Text for analysis: Begin
Instead of being honest with Australians about this concerning situation, Anthony Albanese has been waving his Medicare card around as a disingenuous stunt to try and distract us all from his failures. I don't think that that's quite right, and I think that Australians see past that. They want to see some action. They don't want to see the Prime Minister waving around his Medicare card and saying, 'That's all you need.' Most people who have gone to the doctor over the past couple of years know that they needed their credit card as well as their Medicare card. I'm not sure why the Prime Minister isn't being open and transparent with Australians about the state of Medicare, but we are focused on ensuring that struggling families have timely and affordable access to the medical treatments that they need and to their local GP.

When I talk about the Prime Minister and his rhetoric around only needing your Medicare card, not your credit card, this wasn't something he just said once or twice. He actually said that 71 times. On 71 separate occasions he has said to Australians, 'You just need your Medicare card. You don't need your credit card,' when the lived reality of Australians is very different to that.

In addition to that the Department of Health, Disability and Ageing's incoming government brief, released under freedom of information, estimates that a quarter of GP clinics across our country will not bulk-bill, despite all of the Albanese Labor government's promises. So it's 25 per cent of clinics won't provide bulk-billing at all. This data from the health department shows that millions of Australians will absolutely still need their credit card as well as their Medicare card when they go to see their GP. The Minister for Health and Ageing, Mark Butler, has now tried to backtrack from the Prime Minister's promises by saying they never said they would be 100 per cent bulk-billing. I'm not sure how you can on the one hand say, 'All you need is your Medicare card,' and then, on the other hand, say, 'We actually never said there would be 100 per cent bulk-billing.' To me, they are the same thing. They're just different words. 'You only need your Medicare card' would be 100 per cent bulk-billing. But now Minister Butler is saying that the government never said that there would be 100 per cent bulk-billing. On that basis I'm not quite sure what 'You only need your Medicare card' actually means. The Prime Minister certainly said, many, many times, 'One card covers it all'—not your credit card, just your Medicare card. Either the Prime Minister was mistaken or it was a stunt. I'm not quite sure which is worse. I think it would probably be worse if it were a stunt. If it were an honest mistake and the Prime Minister stood up and said, 'I got that wrong; I was very wrong; you actually do need your credit card as well as your Medicare card,' then we could perhaps move on.
Text for analysis: End
Source data: Begin
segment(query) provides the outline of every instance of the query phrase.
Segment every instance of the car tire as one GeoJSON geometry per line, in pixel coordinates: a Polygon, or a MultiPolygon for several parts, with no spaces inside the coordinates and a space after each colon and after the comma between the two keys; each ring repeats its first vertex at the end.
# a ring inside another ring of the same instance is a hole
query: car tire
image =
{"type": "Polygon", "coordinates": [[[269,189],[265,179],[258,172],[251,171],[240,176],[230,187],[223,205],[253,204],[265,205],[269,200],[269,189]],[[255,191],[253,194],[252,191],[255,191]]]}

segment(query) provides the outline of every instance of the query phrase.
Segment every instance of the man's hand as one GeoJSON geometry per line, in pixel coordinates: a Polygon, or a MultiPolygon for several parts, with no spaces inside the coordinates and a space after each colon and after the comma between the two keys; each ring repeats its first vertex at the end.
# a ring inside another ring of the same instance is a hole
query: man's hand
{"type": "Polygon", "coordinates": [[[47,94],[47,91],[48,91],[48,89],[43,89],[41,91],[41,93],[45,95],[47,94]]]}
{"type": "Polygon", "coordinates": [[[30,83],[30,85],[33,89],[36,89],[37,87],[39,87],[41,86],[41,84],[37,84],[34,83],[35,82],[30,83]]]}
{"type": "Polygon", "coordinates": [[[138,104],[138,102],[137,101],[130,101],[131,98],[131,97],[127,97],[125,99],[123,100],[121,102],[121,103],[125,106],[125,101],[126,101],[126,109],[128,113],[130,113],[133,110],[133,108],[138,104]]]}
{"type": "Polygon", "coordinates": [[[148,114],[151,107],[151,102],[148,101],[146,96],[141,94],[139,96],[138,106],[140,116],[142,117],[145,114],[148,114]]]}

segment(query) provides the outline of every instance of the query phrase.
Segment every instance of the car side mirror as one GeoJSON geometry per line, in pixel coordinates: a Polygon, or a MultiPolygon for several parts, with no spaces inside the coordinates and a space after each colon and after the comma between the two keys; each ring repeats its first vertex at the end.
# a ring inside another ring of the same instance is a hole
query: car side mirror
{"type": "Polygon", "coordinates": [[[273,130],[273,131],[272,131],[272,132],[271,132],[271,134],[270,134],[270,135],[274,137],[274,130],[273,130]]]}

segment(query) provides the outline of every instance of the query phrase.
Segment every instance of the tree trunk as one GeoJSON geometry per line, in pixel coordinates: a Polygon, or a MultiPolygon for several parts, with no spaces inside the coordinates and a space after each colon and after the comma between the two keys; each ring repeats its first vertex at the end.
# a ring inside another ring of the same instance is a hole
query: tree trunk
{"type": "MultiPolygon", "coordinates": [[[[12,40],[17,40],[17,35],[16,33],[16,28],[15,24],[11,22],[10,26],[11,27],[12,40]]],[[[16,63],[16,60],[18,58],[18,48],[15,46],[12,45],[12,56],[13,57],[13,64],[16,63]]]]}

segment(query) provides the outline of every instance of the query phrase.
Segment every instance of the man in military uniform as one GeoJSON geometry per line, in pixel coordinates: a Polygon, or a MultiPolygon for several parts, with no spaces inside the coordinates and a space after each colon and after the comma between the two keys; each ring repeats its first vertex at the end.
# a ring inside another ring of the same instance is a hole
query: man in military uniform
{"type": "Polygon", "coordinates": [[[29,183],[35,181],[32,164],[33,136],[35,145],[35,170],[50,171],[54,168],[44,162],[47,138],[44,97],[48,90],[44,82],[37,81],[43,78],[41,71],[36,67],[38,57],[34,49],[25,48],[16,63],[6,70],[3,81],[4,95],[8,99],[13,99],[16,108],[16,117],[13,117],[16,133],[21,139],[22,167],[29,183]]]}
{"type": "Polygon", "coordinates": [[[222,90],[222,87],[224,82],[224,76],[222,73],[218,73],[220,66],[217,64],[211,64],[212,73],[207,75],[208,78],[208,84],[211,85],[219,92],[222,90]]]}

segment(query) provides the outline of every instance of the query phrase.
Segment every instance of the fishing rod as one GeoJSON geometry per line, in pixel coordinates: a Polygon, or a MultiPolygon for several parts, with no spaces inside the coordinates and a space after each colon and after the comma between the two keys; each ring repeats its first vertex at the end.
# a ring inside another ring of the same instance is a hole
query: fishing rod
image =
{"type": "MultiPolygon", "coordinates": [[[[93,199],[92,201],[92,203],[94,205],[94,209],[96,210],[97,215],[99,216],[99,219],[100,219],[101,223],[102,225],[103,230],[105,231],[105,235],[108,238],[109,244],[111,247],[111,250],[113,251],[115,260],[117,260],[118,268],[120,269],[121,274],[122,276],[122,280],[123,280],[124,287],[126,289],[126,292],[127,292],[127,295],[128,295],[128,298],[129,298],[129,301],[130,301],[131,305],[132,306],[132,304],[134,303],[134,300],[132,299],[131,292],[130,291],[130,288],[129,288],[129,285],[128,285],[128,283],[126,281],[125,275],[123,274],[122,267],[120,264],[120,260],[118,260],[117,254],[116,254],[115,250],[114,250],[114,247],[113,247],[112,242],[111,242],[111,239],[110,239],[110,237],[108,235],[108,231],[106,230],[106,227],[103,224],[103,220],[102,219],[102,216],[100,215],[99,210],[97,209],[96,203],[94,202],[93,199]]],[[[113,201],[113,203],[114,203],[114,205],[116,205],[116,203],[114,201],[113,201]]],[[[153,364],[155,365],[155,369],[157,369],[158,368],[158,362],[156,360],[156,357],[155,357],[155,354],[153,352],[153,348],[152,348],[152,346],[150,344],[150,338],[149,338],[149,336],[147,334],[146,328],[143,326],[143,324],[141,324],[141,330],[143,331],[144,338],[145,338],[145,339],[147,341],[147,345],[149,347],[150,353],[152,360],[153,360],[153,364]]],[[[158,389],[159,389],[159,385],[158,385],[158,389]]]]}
Source data: End
- _Work item 1_
In the Medicare speech, on how many separate occasions did the Prime Minister tell Australians they needed only their Medicare card?
- _Work item 2_
Carry on the Medicare speech from its final sentence.
The records are separate material, unrelated to the Medicare speech.

- _Answer space 1_
71 times.

- _Answer space 2_
While the Prime Minister was out waving his Medicare card around during the election campaign and propagating what we can only assume are these false promises, Australians paid a combined $166 million in out-of-pocket costs at the GP in the month of May alone, and I'm assuming many of them used their credit card. Let me repeat that. During the month of May, during the election-campaign month—the election was on 3 May—Australians paid $166 million in out-of-pocket costs in visits to the GP. This was at the same time we had our prime minister holding up his Medicare card, saying, 'This is all you need.' Well, it's clear that in the month of May we also needed an extra $166 million.

In the past year Australians have paid more than $2 billion in out-of-pocket costs. That is more than $2 billion charged to Australians' credit cards or taken out of their bank accounts or charged to their debit cards or taken out of the piggy-bank—but not their Medicare cards. That $2 billion did not come from anybody's Medicare card, and they paid this to access essential health care at their doctor's office. I don't know what we can call this aside from a $2 billion lie. I don't know what we call it.